● **Extract to read**:
We all need to become advocates for children in care. We do not have to be designated teachers to care about the performance of looked-after children. We do not have to be looked-after children’s nurses to care about their health. It is the job of all of us to do better.
In the next year we will be implementing this Bill—putting it into practice through regulations, statutory guidance and the inspection and performance frameworks for local authorities and others providing care. We will also continue to innovate and improve practice through our pilots and through work with the sector to support improvement right across the country. The Bill provides the right framework to drive improvement, but we will be working closely with our partners locally to ensure that everyone can make the most of opportunities that it provides to do better for children in care.
The Bill that my hon. Friend describes is radical and revolutionary for children in care, and we all truly appreciate what has been done to achieve it. Will she assure us that young people who are leaving care and in transition will get the same consideration in regulations and in practice improvements over the next months and years?
I thank my hon. Friend for her intervention. In the short time that I have been at the Department, she has demonstrated her commitment to that particular group of people, who she has been diligent in bringing to my attention. I can assure her that we will continue to keep them in mind, along with all the other looked-after children.
This is not a single-year initiative or a quick fix. We need to keep working together to do better, and this Government will review progress every year in an annual ministerial stock-take. I am sure that all Members of this House will continue to work together constructively for the benefit of all children, but particularly for children in care. We will celebrate the successes of those already working so hard for children in care, and the successes and achievements of children and young people themselves, but we will be clear about where we need to push harder to improve and do better, and we will report progress to Parliament each year.
I am happy, on behalf of the Opposition, to add my support to the Bill, as we have done all along. I congratulate the Minister on carrying it off as if she had been part of the Bill’s passage right from the beginning rather than for a matter of hours. She acquitted herself exceedingly well having been thrown in at the deep end with very little notice.
I want to say one negative thing and then a few positive things. The negative comment carries on from our interrupted debate on the private fostering registration scheme. Given that the measures in the Bill have had widespread support and that other amendments have been taken on board constructively by the Government, in principle if not in word, it is unfortunate that that scheme, for which many of us, in all earnestness and genuineness, have called over many years, was turfed out with no credible idea of when the Government might at long last invoke it, having given it one more chance to work back in 2004. It is a cop-out to say that the data are not available. It was not clear by the end of the Minister’s comments, which took us almost up to 6 o’clock, whether it is purely a shortage of data that is preventing the scheme from going ahead or, as I fear, the Minister’s failure to come to terms with its principle. As Utting knew, Laming knew, and most children’s organisations knew, this scheme is well overdue, but for some reason the Government, having blamed local authorities and the last Conservative Government, simply will not bring it in. I am afraid that we have no confidence that after another four years—not that they will be in a position to do it then—they would say, “Now the data are in and at last we will let children have the protection of this scheme.”

● **Record list**:
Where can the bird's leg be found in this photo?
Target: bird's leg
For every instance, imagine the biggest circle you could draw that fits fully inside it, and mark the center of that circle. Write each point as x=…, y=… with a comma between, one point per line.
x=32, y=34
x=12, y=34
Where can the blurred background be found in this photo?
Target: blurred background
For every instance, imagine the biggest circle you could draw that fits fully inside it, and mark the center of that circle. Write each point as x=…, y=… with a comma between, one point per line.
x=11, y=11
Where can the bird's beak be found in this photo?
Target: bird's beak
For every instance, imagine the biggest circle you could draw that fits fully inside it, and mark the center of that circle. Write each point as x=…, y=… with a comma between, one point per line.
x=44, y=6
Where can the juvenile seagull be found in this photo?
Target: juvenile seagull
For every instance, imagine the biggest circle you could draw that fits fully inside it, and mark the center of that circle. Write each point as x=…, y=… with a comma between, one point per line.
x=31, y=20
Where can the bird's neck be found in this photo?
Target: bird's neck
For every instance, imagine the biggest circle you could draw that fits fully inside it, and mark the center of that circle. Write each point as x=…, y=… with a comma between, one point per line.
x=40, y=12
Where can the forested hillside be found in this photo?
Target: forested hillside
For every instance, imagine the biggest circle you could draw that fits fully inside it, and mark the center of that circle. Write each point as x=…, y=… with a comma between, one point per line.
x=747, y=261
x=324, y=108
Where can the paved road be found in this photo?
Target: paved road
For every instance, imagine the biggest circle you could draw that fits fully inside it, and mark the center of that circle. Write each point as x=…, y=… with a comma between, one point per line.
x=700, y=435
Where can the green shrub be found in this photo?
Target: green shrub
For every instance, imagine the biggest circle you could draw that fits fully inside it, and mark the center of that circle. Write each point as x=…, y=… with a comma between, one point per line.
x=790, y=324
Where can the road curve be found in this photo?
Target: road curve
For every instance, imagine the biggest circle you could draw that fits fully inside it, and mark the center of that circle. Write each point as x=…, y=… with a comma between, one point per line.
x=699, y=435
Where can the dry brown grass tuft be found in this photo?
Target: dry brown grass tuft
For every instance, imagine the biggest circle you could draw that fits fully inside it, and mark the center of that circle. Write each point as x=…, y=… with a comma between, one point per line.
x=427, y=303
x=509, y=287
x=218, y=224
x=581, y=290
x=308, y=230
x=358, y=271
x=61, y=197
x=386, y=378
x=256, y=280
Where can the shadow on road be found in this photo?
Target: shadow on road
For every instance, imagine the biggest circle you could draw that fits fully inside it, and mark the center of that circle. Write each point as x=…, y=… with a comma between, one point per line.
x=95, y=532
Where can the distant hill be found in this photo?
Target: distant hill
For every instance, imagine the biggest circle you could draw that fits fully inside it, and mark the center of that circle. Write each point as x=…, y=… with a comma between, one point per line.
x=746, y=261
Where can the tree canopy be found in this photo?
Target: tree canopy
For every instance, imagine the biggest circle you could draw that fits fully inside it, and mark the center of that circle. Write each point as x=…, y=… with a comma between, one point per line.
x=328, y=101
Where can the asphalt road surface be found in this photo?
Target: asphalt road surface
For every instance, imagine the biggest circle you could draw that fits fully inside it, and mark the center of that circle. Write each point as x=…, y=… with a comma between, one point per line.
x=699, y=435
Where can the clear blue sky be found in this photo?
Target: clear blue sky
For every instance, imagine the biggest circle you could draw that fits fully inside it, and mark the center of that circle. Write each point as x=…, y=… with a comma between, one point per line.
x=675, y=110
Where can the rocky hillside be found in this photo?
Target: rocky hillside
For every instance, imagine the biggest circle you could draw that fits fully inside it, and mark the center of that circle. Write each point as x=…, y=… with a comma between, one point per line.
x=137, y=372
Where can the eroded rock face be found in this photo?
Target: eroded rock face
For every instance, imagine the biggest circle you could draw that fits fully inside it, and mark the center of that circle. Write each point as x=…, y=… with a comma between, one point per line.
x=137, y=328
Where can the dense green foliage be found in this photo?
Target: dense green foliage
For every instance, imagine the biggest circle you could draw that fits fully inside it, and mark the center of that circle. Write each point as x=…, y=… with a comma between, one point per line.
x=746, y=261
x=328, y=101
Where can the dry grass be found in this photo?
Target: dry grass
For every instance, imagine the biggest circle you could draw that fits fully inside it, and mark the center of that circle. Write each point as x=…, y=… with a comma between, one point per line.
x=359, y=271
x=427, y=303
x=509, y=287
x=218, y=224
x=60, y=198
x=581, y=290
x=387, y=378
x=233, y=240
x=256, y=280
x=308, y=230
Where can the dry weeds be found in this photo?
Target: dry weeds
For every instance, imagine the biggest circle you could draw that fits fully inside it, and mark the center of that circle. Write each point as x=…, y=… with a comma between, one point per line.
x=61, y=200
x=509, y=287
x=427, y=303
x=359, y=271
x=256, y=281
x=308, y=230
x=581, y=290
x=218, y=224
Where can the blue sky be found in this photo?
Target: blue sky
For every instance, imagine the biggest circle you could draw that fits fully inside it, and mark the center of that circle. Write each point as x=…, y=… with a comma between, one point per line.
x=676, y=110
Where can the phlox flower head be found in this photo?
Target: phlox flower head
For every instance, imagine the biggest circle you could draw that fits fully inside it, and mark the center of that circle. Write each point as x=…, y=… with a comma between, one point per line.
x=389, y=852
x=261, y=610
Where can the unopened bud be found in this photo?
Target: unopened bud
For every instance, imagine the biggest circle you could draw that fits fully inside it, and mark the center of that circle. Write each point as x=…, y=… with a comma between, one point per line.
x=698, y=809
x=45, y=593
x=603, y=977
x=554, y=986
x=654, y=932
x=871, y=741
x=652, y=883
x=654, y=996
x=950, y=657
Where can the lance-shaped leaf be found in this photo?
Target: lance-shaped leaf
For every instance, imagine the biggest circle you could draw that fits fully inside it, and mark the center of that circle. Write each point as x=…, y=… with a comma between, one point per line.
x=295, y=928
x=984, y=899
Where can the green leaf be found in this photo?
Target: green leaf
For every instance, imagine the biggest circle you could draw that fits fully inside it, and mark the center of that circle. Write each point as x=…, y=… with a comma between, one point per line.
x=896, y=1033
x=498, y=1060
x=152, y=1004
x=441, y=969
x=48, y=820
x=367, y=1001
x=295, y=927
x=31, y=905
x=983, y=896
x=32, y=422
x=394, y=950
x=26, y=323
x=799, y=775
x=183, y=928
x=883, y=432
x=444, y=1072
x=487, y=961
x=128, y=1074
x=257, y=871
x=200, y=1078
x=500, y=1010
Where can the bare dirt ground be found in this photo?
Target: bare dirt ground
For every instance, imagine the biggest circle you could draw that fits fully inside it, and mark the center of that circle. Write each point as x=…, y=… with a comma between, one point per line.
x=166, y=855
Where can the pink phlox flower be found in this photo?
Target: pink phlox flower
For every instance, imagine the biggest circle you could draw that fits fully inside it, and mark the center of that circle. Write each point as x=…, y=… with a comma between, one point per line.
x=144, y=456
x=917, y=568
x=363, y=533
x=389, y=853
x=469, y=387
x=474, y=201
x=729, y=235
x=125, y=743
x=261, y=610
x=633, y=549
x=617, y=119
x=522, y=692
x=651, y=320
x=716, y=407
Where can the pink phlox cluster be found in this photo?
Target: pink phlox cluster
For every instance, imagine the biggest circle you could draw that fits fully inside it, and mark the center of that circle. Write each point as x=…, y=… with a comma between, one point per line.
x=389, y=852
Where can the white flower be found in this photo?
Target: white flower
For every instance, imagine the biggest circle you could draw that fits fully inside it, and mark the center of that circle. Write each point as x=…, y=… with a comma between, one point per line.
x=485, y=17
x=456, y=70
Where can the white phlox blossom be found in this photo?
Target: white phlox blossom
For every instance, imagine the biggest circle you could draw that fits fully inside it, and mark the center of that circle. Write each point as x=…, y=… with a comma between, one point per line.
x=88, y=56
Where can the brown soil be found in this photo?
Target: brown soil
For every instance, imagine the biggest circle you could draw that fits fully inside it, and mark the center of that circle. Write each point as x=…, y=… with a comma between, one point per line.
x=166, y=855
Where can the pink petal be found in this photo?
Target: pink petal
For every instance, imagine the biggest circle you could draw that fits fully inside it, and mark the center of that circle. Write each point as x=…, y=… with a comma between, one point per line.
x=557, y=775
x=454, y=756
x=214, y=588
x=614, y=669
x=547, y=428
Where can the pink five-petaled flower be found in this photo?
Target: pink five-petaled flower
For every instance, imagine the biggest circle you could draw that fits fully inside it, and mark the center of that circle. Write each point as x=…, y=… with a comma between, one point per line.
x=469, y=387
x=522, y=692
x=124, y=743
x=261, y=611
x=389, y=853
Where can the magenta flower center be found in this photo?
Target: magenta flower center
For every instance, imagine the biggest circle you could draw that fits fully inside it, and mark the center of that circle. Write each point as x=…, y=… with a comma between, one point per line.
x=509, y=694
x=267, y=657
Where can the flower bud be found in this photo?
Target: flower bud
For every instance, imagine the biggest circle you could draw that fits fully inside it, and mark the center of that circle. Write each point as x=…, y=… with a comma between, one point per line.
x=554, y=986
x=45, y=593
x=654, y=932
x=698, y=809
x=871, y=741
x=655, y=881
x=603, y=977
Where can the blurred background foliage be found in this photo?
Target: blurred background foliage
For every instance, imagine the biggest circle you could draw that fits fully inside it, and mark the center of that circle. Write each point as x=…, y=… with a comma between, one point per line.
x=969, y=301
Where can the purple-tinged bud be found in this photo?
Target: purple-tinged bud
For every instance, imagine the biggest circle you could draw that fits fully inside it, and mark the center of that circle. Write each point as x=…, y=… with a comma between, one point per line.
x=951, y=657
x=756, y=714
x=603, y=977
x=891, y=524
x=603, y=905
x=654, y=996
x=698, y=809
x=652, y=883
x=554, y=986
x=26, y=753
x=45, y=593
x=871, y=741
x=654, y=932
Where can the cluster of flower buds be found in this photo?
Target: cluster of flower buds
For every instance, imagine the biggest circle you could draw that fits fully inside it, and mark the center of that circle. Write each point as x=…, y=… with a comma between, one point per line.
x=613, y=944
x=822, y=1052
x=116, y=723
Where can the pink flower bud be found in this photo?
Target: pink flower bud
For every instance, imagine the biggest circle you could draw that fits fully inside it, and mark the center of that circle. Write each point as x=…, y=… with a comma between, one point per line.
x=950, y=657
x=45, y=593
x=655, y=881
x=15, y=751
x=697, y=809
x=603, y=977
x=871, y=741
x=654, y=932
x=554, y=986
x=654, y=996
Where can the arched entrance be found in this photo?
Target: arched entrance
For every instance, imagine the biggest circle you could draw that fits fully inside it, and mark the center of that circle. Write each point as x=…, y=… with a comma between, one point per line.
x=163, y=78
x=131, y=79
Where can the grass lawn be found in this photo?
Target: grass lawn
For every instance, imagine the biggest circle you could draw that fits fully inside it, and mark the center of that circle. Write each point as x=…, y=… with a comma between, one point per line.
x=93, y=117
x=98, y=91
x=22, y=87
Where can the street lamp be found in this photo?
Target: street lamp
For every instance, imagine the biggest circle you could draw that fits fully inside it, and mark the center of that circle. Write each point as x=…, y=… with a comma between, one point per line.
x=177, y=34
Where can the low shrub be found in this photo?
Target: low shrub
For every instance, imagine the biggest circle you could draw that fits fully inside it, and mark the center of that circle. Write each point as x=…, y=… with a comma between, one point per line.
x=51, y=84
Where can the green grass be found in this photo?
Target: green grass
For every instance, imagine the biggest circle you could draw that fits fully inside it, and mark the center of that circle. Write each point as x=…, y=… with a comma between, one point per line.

● **Task statement**:
Take the speech on children in care from the words that begin "This is not" and stop after "Parliament each year.", and reproduce that stretch with "stock-take" swapped for "assessment".

● **Response to this task**:
This is not a single-year initiative or a quick fix. We need to keep working together to do better, and this Government will review progress every year in an annual ministerial assessment. I am sure that all Members of this House will continue to work together constructively for the benefit of all children, but particularly for children in care. We will celebrate the successes of those already working so hard for children in care, and the successes and achievements of children and young people themselves, but we will be clear about where we need to push harder to improve and do better, and we will report progress to Parliament each year.